** Source records follows **
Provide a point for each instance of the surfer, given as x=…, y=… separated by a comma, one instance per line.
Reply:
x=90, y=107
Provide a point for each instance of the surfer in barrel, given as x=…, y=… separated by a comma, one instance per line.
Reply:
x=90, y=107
** End of Source records **
** Source records follows **
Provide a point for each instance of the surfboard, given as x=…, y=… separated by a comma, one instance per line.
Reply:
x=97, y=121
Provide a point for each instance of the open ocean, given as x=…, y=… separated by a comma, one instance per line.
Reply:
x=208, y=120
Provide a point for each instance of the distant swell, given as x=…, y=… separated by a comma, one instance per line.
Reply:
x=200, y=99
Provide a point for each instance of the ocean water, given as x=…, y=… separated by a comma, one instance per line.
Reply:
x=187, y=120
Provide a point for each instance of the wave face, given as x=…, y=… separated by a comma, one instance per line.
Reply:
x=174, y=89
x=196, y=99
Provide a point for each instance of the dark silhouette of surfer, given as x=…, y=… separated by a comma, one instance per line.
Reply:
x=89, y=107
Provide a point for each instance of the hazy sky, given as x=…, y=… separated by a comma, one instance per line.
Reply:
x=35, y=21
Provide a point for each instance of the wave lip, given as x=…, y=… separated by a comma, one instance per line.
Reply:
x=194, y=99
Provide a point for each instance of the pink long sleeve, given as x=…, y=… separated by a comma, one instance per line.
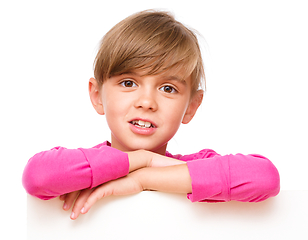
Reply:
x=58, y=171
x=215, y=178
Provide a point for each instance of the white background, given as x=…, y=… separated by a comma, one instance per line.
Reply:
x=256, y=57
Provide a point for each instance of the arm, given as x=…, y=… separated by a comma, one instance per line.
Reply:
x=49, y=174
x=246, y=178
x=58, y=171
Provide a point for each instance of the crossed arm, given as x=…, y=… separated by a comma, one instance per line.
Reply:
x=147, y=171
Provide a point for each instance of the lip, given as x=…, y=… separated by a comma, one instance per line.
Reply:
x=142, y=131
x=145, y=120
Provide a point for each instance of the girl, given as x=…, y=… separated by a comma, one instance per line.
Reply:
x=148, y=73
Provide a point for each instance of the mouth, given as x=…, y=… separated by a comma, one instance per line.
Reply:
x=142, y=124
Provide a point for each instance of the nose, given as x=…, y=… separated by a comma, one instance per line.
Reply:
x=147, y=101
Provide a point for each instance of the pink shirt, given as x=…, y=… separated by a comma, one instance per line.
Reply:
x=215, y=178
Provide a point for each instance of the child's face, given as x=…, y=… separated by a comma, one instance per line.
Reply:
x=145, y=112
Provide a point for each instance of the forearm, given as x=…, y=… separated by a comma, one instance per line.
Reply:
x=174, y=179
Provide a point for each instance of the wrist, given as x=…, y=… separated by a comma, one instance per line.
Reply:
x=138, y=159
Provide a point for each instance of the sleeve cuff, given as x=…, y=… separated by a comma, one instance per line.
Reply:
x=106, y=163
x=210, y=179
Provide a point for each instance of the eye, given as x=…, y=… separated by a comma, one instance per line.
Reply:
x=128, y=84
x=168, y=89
** End of Source records **
** Source records follows **
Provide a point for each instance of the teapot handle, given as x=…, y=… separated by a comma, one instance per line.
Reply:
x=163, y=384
** End of Source records **
→ Exercise goal: Scan the listing above. Gather each line that contains the word "sleeve".

→ Task output:
Provide a point for each instance of the pink long sleeve, given as x=…, y=… separated by a comma, one instance per line.
Provide a point for each instance of the sleeve cuff, given as x=…, y=… separated by a comma, one instance per line.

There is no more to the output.